Back to News for Developers

BPF Iterator: Retrieving Kernel Data With Flexibility and Efficiency

The BPF iterator enables high-performance, in-kernel data retrieval and aggregation. In this blog post, we talk about the motivation behind developing the bpf iterator tool and using it to retrieve kernel data into user space flexibly and efficiently.

Why BPF Iterator

There are few existing ways to dump kernel data into user space. The most popular one is the /proc system. For example, 'cat /proc/net/tcp6' dumps all tcp6 sockets in the system, and 'cat /proc/net/netlink' dumps all netlink sockets in the system. However, their output format tends to be fixed, and if users want more information about these sockets, they have to patch the kernel, which often takes time to publish upstream and release. The same is for popular tools like ss where any additional information needs a kernel patch.

To solve this problem the drgn tool is often used to dig out the kernel data with no kernel change. But, the main drawback for drgn is performance, as it cannot do pointer tracing inside the kernel. In addition, drgn may produce wrong results if the pointer becomes invalid inside the kernel.

Problems to work on:
A. In the BPF iterator post, set down word for word the passage that begins with the words containing "BPF Iterator: Retrieving" and ends with "a kernel patch.".
B. Take the BPF iterator post further, starting after its last sentence.

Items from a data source
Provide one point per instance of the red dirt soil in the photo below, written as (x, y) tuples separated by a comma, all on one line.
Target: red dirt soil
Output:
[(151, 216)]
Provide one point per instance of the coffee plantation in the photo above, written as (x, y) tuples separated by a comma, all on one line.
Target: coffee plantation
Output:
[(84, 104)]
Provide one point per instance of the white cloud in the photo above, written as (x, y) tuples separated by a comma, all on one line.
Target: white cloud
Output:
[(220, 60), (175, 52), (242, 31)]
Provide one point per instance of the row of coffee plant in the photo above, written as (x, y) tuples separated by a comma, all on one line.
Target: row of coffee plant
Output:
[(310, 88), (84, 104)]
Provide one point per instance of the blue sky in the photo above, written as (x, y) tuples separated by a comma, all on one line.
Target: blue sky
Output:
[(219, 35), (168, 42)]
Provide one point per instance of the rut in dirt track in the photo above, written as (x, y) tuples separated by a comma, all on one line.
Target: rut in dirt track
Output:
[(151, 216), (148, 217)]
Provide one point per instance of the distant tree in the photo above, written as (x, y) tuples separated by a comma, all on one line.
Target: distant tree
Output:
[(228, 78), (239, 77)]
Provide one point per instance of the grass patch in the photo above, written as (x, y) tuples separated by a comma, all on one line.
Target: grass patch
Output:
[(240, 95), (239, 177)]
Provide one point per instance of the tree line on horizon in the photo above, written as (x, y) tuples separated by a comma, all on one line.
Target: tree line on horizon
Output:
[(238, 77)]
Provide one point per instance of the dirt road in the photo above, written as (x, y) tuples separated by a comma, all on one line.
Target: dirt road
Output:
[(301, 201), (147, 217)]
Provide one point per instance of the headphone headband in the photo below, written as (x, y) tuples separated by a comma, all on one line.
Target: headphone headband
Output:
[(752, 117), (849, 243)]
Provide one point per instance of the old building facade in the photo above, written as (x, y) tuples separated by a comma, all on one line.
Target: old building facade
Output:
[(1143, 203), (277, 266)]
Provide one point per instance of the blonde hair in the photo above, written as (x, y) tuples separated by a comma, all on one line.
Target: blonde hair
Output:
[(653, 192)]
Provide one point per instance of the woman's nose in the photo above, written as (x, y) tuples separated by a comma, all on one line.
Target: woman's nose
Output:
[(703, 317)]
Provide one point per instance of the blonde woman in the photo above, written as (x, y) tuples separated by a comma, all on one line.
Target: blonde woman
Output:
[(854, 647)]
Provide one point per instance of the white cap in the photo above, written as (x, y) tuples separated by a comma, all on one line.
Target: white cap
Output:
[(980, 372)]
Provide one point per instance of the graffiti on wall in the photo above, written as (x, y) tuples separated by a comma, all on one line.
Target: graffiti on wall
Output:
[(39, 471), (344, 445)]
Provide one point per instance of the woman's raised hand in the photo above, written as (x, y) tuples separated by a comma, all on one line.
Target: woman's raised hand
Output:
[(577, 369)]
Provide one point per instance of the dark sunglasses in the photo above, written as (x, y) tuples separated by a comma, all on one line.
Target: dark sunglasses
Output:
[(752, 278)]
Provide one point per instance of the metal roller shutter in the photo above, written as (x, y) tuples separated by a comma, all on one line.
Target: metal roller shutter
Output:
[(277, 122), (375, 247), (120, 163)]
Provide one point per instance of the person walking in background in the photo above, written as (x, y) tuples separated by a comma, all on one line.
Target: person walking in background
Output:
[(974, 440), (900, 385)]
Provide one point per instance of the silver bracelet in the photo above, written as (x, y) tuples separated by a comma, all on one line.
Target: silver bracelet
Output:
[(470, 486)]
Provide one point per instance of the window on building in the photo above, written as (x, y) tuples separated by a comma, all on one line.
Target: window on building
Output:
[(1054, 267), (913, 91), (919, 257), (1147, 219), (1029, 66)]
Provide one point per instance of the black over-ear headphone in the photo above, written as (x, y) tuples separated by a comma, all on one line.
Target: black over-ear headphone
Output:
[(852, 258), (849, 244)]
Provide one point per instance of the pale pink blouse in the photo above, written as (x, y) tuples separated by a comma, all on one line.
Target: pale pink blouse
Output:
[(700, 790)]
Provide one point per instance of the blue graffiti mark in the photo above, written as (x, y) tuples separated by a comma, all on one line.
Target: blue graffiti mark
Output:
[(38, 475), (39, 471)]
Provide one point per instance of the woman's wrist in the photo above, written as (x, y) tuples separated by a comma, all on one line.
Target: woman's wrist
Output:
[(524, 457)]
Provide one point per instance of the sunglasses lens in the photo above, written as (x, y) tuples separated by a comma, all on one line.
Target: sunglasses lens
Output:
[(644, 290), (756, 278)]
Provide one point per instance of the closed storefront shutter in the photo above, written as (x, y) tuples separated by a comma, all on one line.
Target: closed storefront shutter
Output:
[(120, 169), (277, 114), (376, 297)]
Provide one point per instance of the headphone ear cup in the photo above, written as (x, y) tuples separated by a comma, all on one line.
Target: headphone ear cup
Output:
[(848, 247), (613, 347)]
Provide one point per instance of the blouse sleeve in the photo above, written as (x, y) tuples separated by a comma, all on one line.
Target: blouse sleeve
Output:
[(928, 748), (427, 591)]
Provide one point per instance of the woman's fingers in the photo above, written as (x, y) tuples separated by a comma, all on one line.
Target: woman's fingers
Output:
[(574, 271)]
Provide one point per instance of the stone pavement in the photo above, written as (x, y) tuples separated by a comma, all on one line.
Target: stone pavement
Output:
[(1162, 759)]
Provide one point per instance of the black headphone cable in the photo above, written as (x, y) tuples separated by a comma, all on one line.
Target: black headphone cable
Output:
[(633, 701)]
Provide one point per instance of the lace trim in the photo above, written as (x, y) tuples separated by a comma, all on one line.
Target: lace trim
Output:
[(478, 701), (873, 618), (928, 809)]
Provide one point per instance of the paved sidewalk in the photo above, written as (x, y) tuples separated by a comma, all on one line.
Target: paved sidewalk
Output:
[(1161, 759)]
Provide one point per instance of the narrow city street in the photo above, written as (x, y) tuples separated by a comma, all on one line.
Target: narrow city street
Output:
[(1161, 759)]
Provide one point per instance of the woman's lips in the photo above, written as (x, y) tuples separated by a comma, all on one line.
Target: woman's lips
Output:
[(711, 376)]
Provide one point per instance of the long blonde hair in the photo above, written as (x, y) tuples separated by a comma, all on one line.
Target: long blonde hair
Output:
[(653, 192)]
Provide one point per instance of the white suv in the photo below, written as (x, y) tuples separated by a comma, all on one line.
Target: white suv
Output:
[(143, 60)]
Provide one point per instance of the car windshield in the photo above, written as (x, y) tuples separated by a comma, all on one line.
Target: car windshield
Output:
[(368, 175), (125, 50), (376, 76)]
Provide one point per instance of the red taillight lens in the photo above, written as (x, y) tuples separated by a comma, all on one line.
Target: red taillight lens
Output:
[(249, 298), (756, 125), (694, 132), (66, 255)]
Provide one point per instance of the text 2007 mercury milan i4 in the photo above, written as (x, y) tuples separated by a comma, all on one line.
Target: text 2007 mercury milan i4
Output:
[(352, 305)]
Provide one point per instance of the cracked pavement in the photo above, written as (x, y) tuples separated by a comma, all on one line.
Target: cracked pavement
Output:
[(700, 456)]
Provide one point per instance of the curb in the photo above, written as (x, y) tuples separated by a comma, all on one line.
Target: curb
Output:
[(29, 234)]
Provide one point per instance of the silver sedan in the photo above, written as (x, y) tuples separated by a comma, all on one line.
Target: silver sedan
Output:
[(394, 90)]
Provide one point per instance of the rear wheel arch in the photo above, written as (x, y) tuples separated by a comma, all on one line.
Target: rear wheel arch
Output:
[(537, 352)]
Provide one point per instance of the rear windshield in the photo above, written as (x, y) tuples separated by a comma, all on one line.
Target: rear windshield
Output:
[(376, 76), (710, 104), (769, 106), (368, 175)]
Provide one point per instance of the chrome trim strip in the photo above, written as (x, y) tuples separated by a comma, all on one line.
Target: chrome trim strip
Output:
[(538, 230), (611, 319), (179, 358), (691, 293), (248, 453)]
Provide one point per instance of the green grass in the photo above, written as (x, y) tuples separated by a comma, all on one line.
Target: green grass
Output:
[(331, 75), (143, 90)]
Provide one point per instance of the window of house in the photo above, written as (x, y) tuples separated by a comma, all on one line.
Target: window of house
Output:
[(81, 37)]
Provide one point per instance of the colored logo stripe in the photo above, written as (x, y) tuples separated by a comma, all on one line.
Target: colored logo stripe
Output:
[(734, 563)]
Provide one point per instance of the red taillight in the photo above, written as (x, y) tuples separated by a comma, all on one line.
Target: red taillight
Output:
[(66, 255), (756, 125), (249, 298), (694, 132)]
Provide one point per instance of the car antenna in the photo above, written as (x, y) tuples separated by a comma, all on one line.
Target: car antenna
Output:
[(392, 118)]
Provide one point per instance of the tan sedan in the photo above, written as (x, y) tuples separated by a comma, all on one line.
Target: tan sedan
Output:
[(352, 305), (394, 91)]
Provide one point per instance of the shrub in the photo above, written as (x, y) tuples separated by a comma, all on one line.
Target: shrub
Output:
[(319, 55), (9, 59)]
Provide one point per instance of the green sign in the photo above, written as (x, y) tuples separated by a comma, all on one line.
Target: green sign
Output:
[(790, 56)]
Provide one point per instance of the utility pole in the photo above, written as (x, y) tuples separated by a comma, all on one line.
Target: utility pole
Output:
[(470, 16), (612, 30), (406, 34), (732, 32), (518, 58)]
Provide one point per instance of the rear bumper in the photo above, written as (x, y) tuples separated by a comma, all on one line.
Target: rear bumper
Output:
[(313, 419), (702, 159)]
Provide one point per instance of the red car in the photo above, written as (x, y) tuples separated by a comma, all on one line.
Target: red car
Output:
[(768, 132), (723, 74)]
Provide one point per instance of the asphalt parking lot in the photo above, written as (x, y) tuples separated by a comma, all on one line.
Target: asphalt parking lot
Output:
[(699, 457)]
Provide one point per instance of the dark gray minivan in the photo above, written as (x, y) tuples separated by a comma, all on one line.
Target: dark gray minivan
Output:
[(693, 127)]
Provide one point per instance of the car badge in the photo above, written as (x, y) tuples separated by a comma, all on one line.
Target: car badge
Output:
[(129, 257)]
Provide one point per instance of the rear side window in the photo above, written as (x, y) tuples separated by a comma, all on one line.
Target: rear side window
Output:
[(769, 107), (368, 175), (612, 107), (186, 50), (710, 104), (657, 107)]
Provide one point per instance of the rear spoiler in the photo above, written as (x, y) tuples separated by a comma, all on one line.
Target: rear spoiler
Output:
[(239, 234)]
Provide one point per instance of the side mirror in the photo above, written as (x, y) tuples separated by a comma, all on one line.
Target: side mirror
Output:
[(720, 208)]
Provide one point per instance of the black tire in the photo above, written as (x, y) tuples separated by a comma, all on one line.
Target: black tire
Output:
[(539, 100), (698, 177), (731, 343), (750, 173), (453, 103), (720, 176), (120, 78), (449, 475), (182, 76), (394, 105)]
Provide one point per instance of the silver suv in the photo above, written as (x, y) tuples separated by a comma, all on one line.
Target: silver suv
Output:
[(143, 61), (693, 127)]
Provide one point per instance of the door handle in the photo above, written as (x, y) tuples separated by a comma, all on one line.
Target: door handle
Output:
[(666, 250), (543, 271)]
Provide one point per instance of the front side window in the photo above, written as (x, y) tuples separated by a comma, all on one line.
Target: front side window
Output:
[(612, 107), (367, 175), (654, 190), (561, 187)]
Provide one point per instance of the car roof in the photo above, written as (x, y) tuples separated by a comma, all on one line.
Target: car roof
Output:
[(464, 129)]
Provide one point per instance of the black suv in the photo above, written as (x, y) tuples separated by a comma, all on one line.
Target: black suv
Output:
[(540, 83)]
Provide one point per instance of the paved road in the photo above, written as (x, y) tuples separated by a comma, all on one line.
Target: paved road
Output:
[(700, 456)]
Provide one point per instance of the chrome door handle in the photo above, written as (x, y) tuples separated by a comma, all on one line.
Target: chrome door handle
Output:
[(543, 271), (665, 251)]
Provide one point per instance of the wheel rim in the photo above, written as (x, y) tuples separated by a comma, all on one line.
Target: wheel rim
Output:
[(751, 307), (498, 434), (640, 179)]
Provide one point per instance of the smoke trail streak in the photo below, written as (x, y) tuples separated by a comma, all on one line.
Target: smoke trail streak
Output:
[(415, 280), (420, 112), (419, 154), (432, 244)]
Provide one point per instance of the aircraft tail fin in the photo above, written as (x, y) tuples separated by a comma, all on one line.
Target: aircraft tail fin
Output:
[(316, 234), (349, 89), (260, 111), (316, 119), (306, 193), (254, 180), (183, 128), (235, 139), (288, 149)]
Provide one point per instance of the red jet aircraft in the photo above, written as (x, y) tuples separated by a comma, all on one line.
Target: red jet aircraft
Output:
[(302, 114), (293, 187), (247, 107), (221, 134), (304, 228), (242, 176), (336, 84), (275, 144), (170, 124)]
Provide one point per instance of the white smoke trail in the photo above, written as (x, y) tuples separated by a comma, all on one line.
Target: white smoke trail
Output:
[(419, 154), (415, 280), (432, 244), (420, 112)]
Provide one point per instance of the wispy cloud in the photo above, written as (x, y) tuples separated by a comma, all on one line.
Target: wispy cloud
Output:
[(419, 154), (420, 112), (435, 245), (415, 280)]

The results:
A.
BPF Iterator: Retrieving Kernel Data With Flexibility and Efficiency

The BPF iterator enables high-performance, in-kernel data retrieval and aggregation. In this blog post, we talk about the motivation behind developing the bpf iterator tool and using it to retrieve kernel data into user space flexibly and efficiently.

Why BPF Iterator

There are few existing ways to dump kernel data into user space. The most popular one is the /proc system. For example, 'cat /proc/net/tcp6' dumps all tcp6 sockets in the system, and 'cat /proc/net/netlink' dumps all netlink sockets in the system. However, their output format tends to be fixed, and if users want more information about these sockets, they have to patch the kernel, which often takes time to publish upstream and release. The same is for popular tools like ss where any additional information needs a kernel patch.

B.
The BPF iterator solves the above problem by providing flexibility on what to collect with a one-time change for a particular data structure in the kernel and doing all the pointer chasing inside the kernel. This flexibility is achieved by using bpf programs. The correctness is ensured by implementing pointer tracing inside the kernel with proper reference counting or locking protection. In its current state, the iterator changes only a small portion of data structures in the kernel.

How to Use BPF Iterator

Kernel bpf selftests is a great place to illustrate how to use the BPF iterator in user space. Typically you need to implement a bpf program first.

The following are a few examples of selftest bpf programs:

Let us take a look at bpf_iter_task_file.c.

SEC("iter/task_file")
int dump_task_file(struct bpf_iter__task_file *ctx)
{
        struct seq_file *seq = ctx->meta->seq;
        struct task_struct *task = ctx->task;
        __u32 fd = ctx->fd;
        struct file *file = ctx->file;
        ...
}
        

In the above example, the section name (SEC), iter/task_file, indicates that the program is a BPF iterator program to iterate all files from all tasks. The context to the program is bpf_iter__task_file. You can find the definition of bpf_iter__task_file in vmlinux.h.

struct bpf_iter__task_file {
        union {
        	struct bpf_iter_meta *meta;
        };
        union {
        	struct task_struct *task;
        };
        u32 fd;
        union {
          	struct file *file;
        };
};
        

In the above code, the field 'meta' contains the metadata, which is the same for all bpf iterator programs. The rest of the fields are specific for different iterators. For example, for task_file iterators, the kernel layer provides the 'task', 'fd' and 'file' field values. The 'task' and 'file' are reference counted, so they won't go away when the bpf program runs.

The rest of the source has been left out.